## LO QUE SE PIDE:
Reescribe las líneas desde la que contiene "Target: window" hasta la que contiene "x=137, y=296", ambas incluidas, sustituyendo "Wanted" por "Required" y sin cambiar nada más.

## LOS ÍTEMS:
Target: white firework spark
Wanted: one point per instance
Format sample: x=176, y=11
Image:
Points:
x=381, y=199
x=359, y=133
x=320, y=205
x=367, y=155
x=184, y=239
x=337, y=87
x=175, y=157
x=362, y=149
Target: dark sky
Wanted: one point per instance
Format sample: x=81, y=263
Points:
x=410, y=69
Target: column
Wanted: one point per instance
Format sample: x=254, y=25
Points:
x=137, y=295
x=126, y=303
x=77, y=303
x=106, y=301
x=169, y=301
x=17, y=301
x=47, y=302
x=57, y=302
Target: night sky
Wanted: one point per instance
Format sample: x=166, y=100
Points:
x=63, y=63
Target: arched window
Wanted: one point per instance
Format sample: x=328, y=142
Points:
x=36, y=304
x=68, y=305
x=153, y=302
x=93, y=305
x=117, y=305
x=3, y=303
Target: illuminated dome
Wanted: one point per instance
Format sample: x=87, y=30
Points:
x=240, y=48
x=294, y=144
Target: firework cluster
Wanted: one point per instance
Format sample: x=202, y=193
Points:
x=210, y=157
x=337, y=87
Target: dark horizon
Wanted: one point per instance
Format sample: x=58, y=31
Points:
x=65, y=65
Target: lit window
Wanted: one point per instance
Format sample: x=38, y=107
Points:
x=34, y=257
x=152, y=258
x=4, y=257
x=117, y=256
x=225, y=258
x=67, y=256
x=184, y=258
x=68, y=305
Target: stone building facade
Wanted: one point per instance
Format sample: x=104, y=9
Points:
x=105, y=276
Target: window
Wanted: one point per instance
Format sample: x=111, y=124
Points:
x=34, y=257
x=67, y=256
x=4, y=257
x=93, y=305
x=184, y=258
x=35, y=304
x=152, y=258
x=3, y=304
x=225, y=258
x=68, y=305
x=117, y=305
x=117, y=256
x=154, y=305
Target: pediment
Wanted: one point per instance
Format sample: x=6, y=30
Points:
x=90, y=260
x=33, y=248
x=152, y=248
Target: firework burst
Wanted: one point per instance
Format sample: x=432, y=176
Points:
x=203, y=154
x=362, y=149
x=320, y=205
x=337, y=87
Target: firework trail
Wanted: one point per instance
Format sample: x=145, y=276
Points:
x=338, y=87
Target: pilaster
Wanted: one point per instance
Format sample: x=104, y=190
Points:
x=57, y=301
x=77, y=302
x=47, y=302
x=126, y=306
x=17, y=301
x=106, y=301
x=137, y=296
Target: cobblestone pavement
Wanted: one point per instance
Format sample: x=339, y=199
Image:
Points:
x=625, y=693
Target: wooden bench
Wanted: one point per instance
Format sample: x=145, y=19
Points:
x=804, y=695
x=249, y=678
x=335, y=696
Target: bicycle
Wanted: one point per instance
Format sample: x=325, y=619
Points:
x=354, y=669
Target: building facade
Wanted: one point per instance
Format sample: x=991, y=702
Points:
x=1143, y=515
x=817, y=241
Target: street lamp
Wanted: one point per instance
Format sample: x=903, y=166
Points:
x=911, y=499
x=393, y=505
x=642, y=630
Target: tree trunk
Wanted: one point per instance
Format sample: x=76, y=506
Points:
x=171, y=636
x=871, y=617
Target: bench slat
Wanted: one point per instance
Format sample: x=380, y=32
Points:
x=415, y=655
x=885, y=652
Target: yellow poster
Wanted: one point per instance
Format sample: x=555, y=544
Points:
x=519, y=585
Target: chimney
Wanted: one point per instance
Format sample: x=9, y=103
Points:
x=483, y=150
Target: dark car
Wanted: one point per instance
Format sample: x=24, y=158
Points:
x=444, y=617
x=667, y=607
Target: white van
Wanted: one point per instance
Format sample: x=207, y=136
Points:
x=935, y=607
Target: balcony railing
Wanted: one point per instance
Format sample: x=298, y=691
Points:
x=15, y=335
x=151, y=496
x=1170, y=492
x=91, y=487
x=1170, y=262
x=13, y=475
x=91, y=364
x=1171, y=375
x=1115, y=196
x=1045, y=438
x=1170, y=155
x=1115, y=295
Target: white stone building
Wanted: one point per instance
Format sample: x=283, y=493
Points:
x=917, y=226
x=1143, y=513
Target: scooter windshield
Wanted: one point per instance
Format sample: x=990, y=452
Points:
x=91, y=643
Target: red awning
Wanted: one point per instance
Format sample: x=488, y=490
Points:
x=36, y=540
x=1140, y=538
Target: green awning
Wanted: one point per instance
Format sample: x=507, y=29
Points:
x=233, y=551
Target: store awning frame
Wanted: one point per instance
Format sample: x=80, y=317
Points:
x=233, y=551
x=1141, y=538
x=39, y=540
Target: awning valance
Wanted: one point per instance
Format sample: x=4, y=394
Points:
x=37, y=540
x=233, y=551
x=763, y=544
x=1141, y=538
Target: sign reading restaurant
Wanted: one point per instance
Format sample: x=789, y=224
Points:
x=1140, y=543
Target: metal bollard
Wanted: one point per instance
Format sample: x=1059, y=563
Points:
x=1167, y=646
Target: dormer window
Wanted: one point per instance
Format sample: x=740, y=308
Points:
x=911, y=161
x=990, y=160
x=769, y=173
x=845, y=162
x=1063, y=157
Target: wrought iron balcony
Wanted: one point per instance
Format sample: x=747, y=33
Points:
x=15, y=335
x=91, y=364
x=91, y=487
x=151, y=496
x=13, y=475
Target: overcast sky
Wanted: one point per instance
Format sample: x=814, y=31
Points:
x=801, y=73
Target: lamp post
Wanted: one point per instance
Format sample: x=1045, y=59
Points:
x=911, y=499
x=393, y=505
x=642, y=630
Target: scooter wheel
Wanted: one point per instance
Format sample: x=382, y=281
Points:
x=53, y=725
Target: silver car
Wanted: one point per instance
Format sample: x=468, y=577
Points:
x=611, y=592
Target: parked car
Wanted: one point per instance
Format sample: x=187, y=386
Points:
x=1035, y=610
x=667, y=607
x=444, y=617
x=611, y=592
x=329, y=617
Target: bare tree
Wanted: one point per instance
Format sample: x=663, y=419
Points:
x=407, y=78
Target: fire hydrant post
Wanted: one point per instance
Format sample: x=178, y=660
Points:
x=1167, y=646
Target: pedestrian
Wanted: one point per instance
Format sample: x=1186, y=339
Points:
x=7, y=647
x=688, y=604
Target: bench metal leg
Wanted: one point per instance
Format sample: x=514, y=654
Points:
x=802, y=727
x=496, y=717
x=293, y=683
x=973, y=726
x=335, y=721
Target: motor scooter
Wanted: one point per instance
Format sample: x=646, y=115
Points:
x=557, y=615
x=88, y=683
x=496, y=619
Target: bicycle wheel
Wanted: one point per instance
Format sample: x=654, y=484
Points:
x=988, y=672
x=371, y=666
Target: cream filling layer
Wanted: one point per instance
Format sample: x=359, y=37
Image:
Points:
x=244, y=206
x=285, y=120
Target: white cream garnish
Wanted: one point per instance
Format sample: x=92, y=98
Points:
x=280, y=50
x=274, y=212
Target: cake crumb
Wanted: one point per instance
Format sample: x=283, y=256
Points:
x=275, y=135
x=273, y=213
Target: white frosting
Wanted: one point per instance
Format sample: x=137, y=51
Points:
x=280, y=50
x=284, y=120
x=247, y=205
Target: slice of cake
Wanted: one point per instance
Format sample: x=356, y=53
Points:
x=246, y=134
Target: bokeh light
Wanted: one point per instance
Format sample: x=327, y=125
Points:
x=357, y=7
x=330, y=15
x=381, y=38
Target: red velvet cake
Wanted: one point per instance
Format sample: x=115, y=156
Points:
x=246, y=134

## SOLUCIÓN:
Target: window
Required: one point per instance
Format sample: x=111, y=124
Points:
x=34, y=257
x=67, y=256
x=4, y=257
x=93, y=305
x=184, y=258
x=35, y=304
x=152, y=258
x=3, y=304
x=225, y=258
x=68, y=305
x=117, y=305
x=117, y=256
x=154, y=305
Target: pediment
Required: one point per instance
Format sample: x=6, y=30
Points:
x=90, y=260
x=33, y=248
x=152, y=248
Target: firework burst
Required: one point per instance
Format sample: x=432, y=176
Points:
x=203, y=154
x=362, y=149
x=320, y=205
x=337, y=87
Target: firework trail
Required: one point per instance
Format sample: x=145, y=276
Points:
x=338, y=87
Target: pilaster
Required: one point per instance
Format sample: x=104, y=190
Points:
x=57, y=301
x=77, y=302
x=47, y=302
x=126, y=306
x=17, y=301
x=106, y=301
x=137, y=296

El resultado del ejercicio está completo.